■ **Records**
####################
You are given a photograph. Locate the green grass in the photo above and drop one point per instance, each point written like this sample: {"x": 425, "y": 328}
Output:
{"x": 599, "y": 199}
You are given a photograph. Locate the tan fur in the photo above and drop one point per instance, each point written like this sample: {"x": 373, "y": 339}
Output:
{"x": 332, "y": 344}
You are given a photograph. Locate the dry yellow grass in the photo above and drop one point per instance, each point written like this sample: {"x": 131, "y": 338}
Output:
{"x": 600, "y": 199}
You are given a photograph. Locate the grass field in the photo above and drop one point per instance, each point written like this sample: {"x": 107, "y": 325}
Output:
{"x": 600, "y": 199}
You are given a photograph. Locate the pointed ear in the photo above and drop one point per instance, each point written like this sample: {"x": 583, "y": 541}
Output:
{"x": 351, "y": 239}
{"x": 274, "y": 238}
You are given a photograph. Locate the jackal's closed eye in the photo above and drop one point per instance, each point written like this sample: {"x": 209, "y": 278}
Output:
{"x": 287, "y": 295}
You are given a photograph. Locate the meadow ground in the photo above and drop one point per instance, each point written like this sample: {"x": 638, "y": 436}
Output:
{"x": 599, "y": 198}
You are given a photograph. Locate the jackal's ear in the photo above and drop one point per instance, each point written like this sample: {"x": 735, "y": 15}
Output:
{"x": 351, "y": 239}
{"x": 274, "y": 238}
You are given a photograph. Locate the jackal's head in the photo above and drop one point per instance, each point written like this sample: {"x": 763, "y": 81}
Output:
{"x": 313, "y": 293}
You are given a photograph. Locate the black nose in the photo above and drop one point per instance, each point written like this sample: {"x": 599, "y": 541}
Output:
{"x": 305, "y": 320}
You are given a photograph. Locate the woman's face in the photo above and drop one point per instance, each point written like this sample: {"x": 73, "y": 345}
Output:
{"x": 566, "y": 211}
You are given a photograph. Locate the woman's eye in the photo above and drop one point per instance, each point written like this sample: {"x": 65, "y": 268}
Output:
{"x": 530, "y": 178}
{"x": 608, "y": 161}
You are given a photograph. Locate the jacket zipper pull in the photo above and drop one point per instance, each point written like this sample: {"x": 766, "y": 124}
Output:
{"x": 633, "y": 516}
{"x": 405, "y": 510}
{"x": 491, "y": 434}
####################
■ **What to produce**
Gather up every line in the data above that contains the word "jackal", copying each one.

■ **The answer**
You are given a photograph. Locate the jackal's closed eye in the photo above and drop one point per instance, each point written like this sample: {"x": 209, "y": 278}
You are given a photograph. Locate the jackal's ear in the photo above and drop one point per instance, each point written like this sample: {"x": 735, "y": 15}
You are given a photograph. Locate the jackal's head in the photo above and drop one point per instance, each point written like this sample: {"x": 763, "y": 81}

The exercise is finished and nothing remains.